News / Science & Technology

    Super Spider Discovered in Sri Lanka

    The newly discovered tarantula Poecilotheria rajaei is seen in a forest in Sri Lanka (Courtesy: Ranil P. Nanayakkara)
    The newly discovered tarantula Poecilotheria rajaei is seen in a forest in Sri Lanka (Courtesy: Ranil P. Nanayakkara)
    VOA News
    Arachnophobes beware! Your worst nightmare has been discovered in the form of a venomous and quick-moving tarantula the size of your face that lives in the forests of northern Sri Lanka.

    The colorful creature boasts a leg span of up to 20 centimeters across and belongs to the genus Poecilotheria, according to Wired magazine. Spiders in this genus are known as tiger spiders because of their ornate markings.

    About 15 species of tarantulas have been classified in the genus.

    The new spider has been given the name Poecilotheria rajaei and differs from other spiders in the category mostly because of leg markings and a pink band on its abdomen.
    The leg span of the Poecilotheria rajeal tarantula species.The leg span of the Poecilotheria rajeal tarantula species.

**Data supplied:**
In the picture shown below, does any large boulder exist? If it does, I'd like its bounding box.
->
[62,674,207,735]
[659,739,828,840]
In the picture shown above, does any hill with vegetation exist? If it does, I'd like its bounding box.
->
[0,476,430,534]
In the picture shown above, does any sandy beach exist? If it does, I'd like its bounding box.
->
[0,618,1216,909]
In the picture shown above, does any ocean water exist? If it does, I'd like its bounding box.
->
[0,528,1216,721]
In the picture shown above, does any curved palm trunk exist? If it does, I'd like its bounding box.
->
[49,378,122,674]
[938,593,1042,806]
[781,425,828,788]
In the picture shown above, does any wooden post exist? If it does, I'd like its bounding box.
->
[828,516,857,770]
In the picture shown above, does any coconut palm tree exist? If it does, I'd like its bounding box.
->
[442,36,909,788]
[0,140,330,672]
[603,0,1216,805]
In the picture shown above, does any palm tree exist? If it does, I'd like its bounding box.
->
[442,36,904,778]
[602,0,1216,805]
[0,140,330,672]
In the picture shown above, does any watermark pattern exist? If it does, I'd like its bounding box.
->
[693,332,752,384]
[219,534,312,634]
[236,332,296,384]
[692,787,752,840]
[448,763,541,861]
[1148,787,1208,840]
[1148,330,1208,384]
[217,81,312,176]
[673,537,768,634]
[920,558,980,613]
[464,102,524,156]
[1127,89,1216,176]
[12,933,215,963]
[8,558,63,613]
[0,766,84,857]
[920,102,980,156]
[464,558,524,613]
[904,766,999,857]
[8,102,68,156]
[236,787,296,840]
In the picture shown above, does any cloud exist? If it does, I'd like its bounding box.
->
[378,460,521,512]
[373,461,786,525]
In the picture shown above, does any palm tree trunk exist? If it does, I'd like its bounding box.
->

**What to work on:**
• a. Name every person and publication that the Sri Lanka tarantula article credits, whether for the photo, the reporting, or the information.
• b. Write a continuation of the Sri Lanka tarantula article, picking up right after its last line.
The records have no connection to the Sri Lanka tarantula article.

**Solved tasks:**
• a. Ranil P. Nanayakkara, VOA News, and Wired magazine.

• b.
    The British Tarantula Society published a study on the spider in December, and the editor of the society’s journal told Wired that “this species has enough significant differences to separate it from the other species,” but added that even though there appear to be physical differences from other tarantulas in the genus, a DNA sampling would need to be done to confirm a new species.

    Many of the tree-dwelling tarantulas in Poecilotheria are endangered due to loss of habitat.

    "They are quite rare," Ranil Nanayakkara, co-founder of the Sri Lankan organization Biodiversity Education and Research, told Wired. "They prefer well-established old trees, but due to deforestation, the number have dwindled and due to lack of suitable habitat they enter old buildings."

    Poecilotheria rajaei, while large, would not be the world’s largest spider. That title belongs to the South American tarantula known as the Goliath bird-eater.